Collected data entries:
============================================================
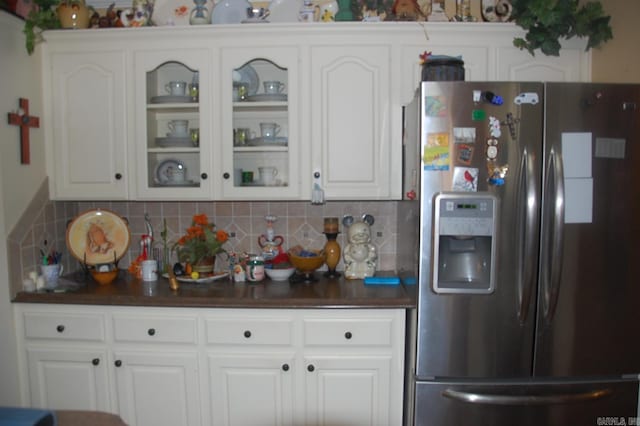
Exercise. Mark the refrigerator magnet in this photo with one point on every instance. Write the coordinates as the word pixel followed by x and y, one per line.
pixel 465 179
pixel 436 152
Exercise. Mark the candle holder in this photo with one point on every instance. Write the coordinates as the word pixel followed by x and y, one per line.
pixel 331 248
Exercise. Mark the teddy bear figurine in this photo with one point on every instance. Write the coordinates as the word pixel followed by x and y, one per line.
pixel 360 254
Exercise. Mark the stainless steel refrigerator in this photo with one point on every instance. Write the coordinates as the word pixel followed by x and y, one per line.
pixel 522 218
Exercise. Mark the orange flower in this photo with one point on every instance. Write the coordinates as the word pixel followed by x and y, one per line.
pixel 222 236
pixel 201 240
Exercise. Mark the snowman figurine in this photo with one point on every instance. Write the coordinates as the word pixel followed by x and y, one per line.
pixel 360 254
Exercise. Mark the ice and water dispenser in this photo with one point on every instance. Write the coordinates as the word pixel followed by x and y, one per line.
pixel 464 244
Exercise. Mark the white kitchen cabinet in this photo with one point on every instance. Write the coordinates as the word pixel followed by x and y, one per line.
pixel 252 388
pixel 340 116
pixel 172 164
pixel 351 131
pixel 183 366
pixel 270 162
pixel 65 378
pixel 85 95
pixel 157 387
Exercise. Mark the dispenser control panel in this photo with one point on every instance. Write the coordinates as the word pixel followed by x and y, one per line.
pixel 464 242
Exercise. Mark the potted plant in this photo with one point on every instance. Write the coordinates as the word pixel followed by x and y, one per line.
pixel 547 21
pixel 53 14
pixel 200 245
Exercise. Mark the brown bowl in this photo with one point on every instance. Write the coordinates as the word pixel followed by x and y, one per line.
pixel 104 278
pixel 307 264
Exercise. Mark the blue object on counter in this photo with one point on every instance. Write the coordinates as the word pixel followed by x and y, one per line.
pixel 381 280
pixel 10 416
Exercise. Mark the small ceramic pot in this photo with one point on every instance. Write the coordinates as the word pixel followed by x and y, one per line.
pixel 74 16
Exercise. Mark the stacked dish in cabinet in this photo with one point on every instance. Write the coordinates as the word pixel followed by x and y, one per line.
pixel 260 125
pixel 173 122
============================================================
Recast the items above as a two-column CSV with the headers item_text and answer, one row per item, putting each field in double quotes and replacing every line break with a space. Leave out the pictures.

item_text,answer
"Exercise. Mark the refrigerator magnet in this photo with one point on every instance. Write the coordinates as the word pixel followed by x and y, one per line.","pixel 465 179 pixel 436 152"
"Exercise. Mark the candle holder in this photo with one point on every instance. Write the coordinates as the word pixel followed by x and y, one per line.","pixel 331 248"
"Exercise. Mark the teddy bear figurine in this photo with one point on every instance. Write the coordinates as the word pixel followed by x and y, one per line.","pixel 360 254"
"Exercise. Mark the stainless steel refrigerator in this photo with one point on every instance. Write the coordinates as the word pixel followed by x and y, one per line.","pixel 522 218"
"Exercise. Mark the orange flower in this photo with one point on every instance. Write the coordinates as the word pixel followed by x and y, one per line.","pixel 222 236 pixel 201 240"
"Exercise. Mark the snowman figurine in this photo with one point on every instance. Write the coordinates as the word pixel followed by x and y, one per line.","pixel 360 254"
"Exercise. Mark the ice and water dispenser in this photo with one point on every instance. Write the coordinates as the word pixel followed by x and y, one per line.","pixel 464 244"
"Exercise. Mark the white kitchen cabinet in this photo with one point on every instance. Write the coordinates as the word pixel followed by x and y, one per line.","pixel 252 388 pixel 340 116 pixel 172 164 pixel 351 131 pixel 183 366 pixel 270 162 pixel 65 378 pixel 85 95 pixel 157 387"
"Exercise. Mark the dispenser control panel in this photo with one point on every instance. Write the coordinates as the word pixel followed by x and y, one per line.","pixel 464 242"
"Exercise. Mark the potted plant in this photo with one point on every instance. Write the coordinates as the word pixel followed by x and y, one per line.","pixel 547 21 pixel 53 14 pixel 200 245"
"Exercise. Mark the brown bowl in this photo with one point on every instance. Write the coordinates as the word pixel followed by x and y, one per line.","pixel 104 278 pixel 307 264"
"Exercise. Mark the blue object on counter in this photo with one point on every instance. Write the coordinates as the word pixel followed by x and y, one per line.","pixel 381 280 pixel 10 416"
"Exercise. Mark the small ceramic pot in this photo with one point on every instance. Write the coordinates as the word pixel followed by x and y, one per line.","pixel 74 16"
"Exercise. Mark the stacked dish in cabinet in this photo with one point on every instance. Write the coordinates as the word pixel followed by x and y, one per line.","pixel 260 125 pixel 173 122"